### [WORK TO BE COMPLETED]
"rough mask: <svg" appears in one line of the records below. Output that line and each one after it, exactly, through the last line.

(Saved entries)
......
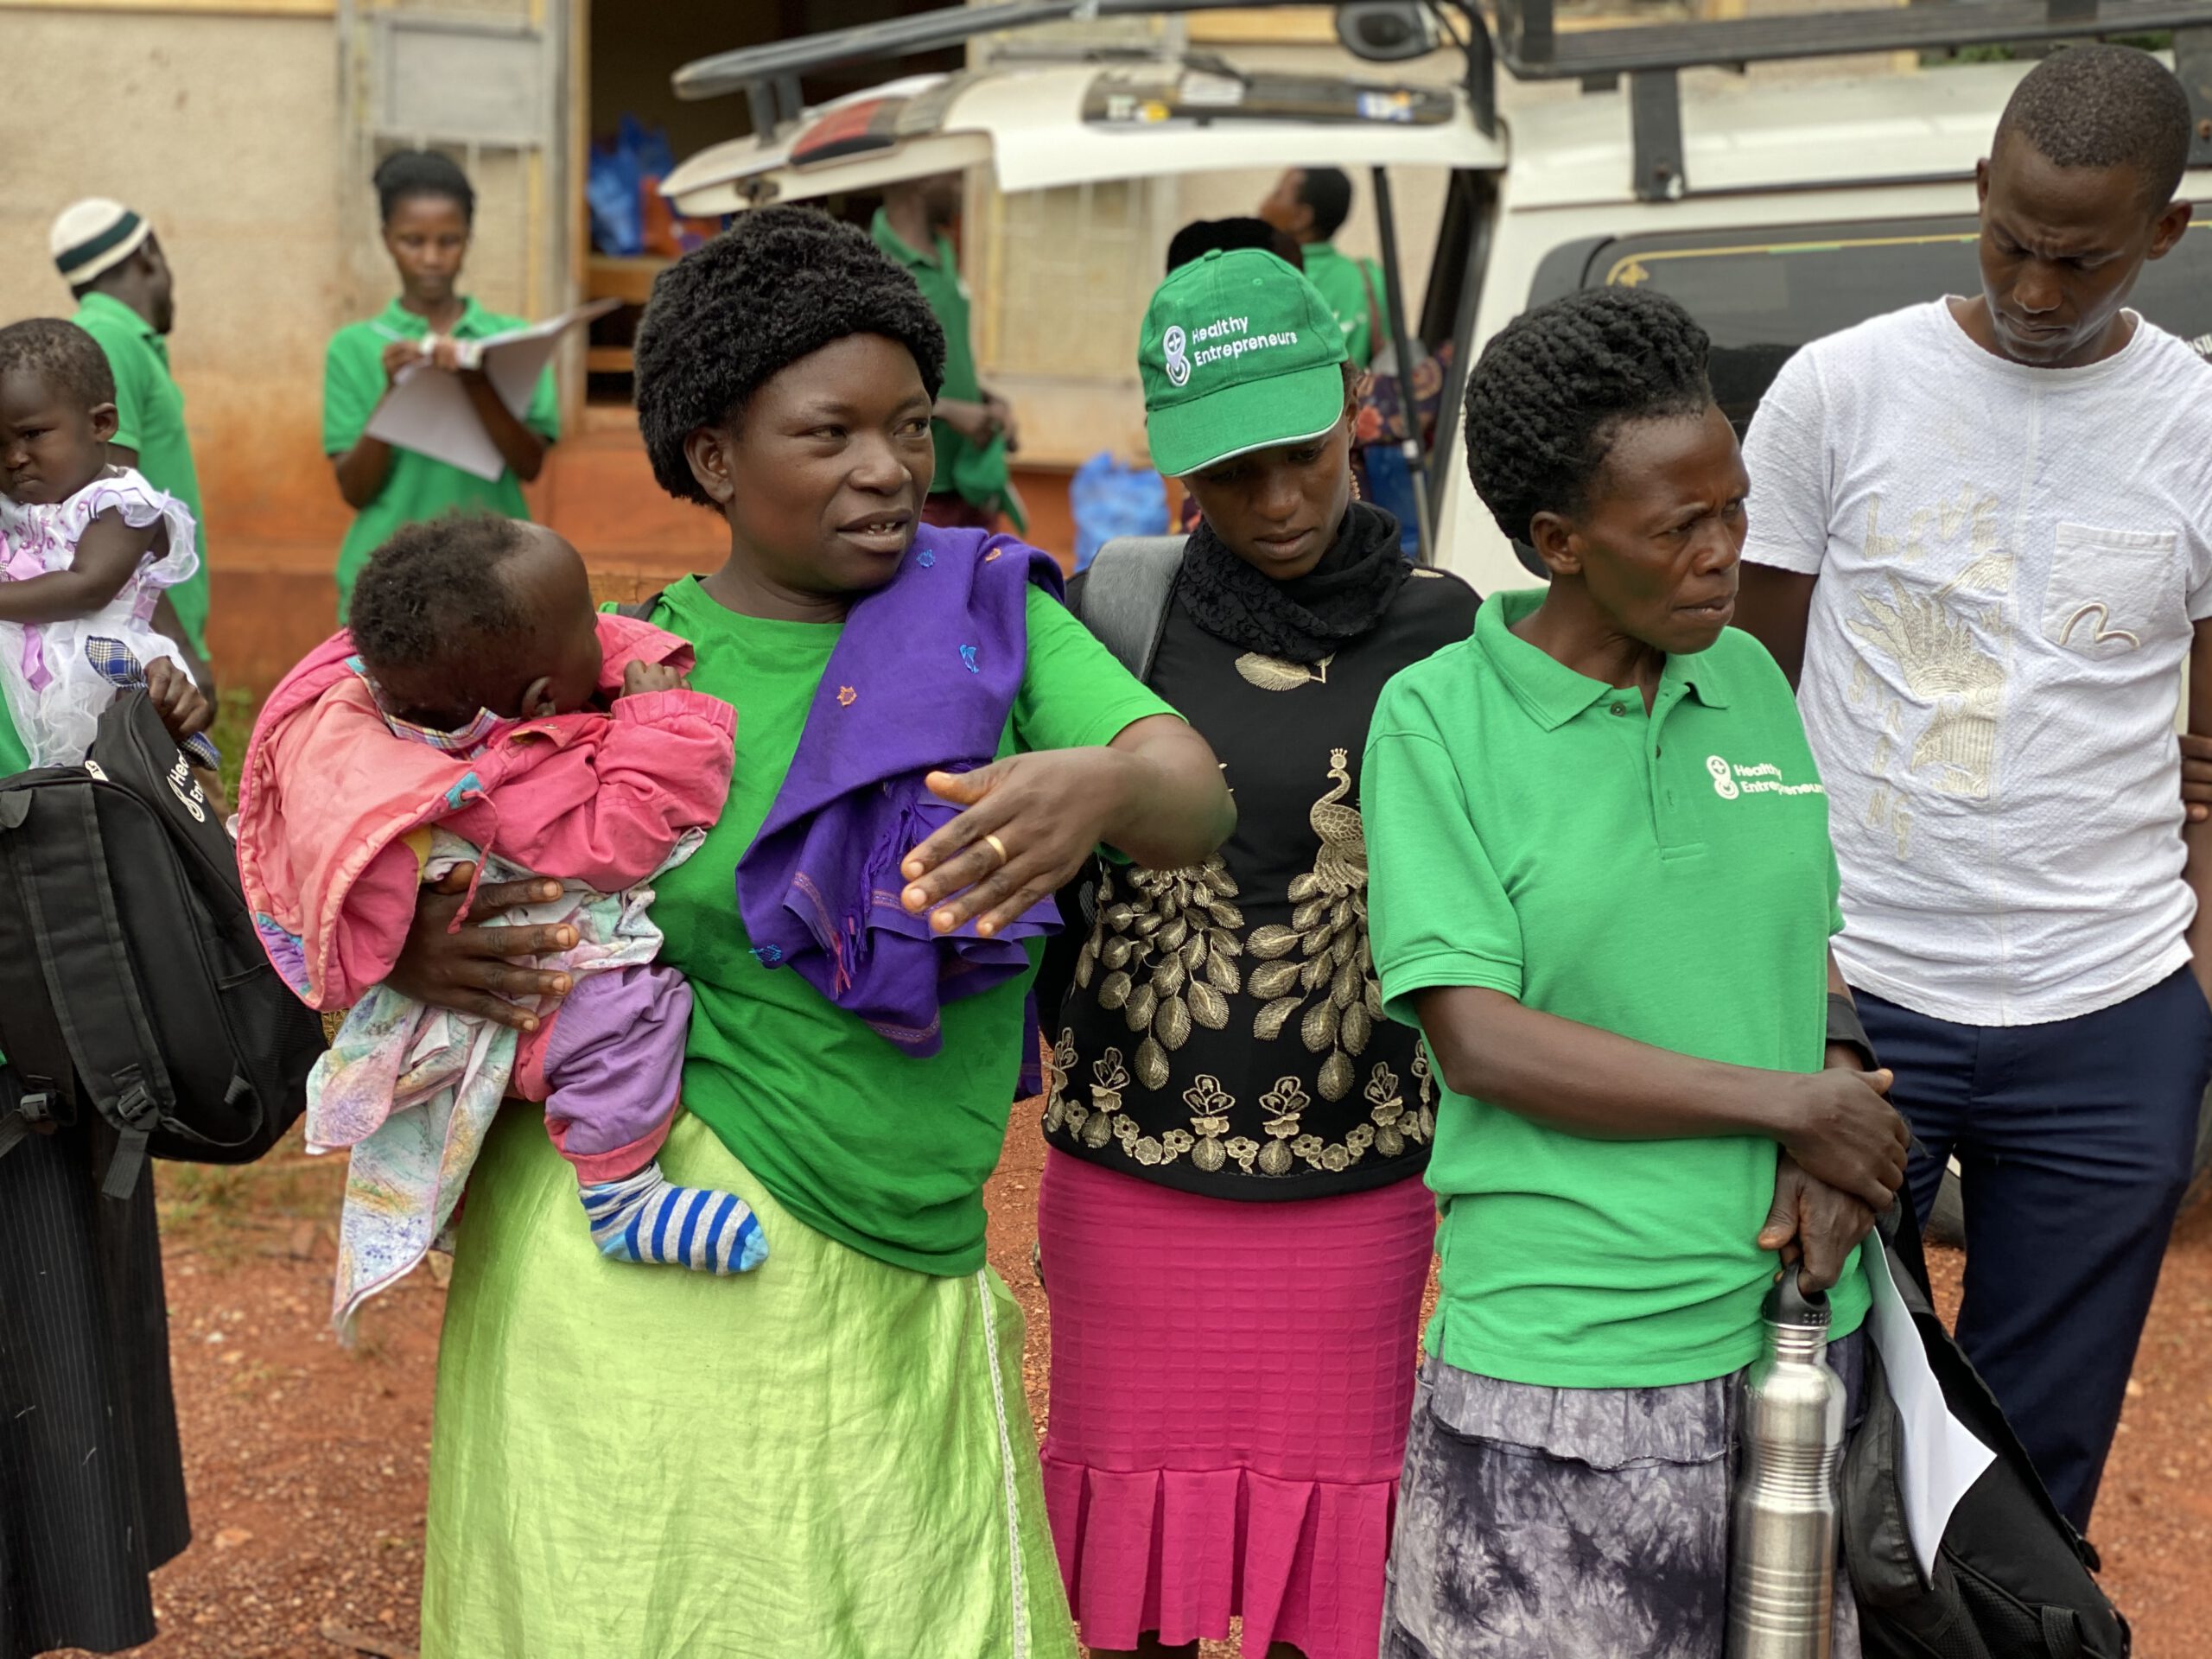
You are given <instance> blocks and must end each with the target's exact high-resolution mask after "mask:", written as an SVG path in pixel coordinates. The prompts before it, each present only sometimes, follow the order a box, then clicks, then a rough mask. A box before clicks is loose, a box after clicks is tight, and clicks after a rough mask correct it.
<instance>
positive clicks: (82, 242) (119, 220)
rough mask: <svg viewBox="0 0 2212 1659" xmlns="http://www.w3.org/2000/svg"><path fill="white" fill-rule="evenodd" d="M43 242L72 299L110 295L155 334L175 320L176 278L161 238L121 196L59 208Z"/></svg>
mask: <svg viewBox="0 0 2212 1659" xmlns="http://www.w3.org/2000/svg"><path fill="white" fill-rule="evenodd" d="M46 246H49V250H51V252H53V263H55V270H60V272H62V281H66V283H69V292H71V294H75V296H77V299H84V296H86V294H95V292H97V294H111V296H115V299H119V301H122V303H124V305H128V307H131V310H133V312H137V314H139V316H144V319H146V325H148V327H153V332H155V334H168V332H170V327H173V325H175V321H177V303H175V281H173V279H170V272H168V259H166V257H164V254H161V241H159V239H157V237H155V234H153V226H150V223H146V221H144V219H142V217H139V215H135V212H131V208H126V206H124V204H122V201H108V199H106V197H86V199H84V201H75V204H71V206H69V208H62V212H60V217H58V219H55V221H53V230H51V232H49V237H46Z"/></svg>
......
### [EXERCISE SOLUTION]
rough mask: <svg viewBox="0 0 2212 1659" xmlns="http://www.w3.org/2000/svg"><path fill="white" fill-rule="evenodd" d="M43 242L72 299L110 295L155 334L175 320L176 278L161 238L121 196L59 208Z"/></svg>
mask: <svg viewBox="0 0 2212 1659" xmlns="http://www.w3.org/2000/svg"><path fill="white" fill-rule="evenodd" d="M46 246H49V250H51V252H53V263H55V270H60V272H62V281H66V283H69V292H71V294H75V296H77V299H84V296H86V294H95V292H97V294H111V296H115V299H119V301H122V303H124V305H128V307H131V310H133V312H137V314H139V316H144V319H146V325H148V327H153V332H155V334H168V332H170V327H173V325H175V321H177V303H175V281H173V279H170V272H168V259H166V257H164V254H161V241H159V239H157V237H155V234H153V226H150V223H146V221H144V219H142V217H139V215H135V212H131V208H126V206H124V204H122V201H108V199H106V197H86V199H84V201H75V204H71V206H69V208H62V212H60V217H58V219H55V221H53V230H51V232H49V237H46Z"/></svg>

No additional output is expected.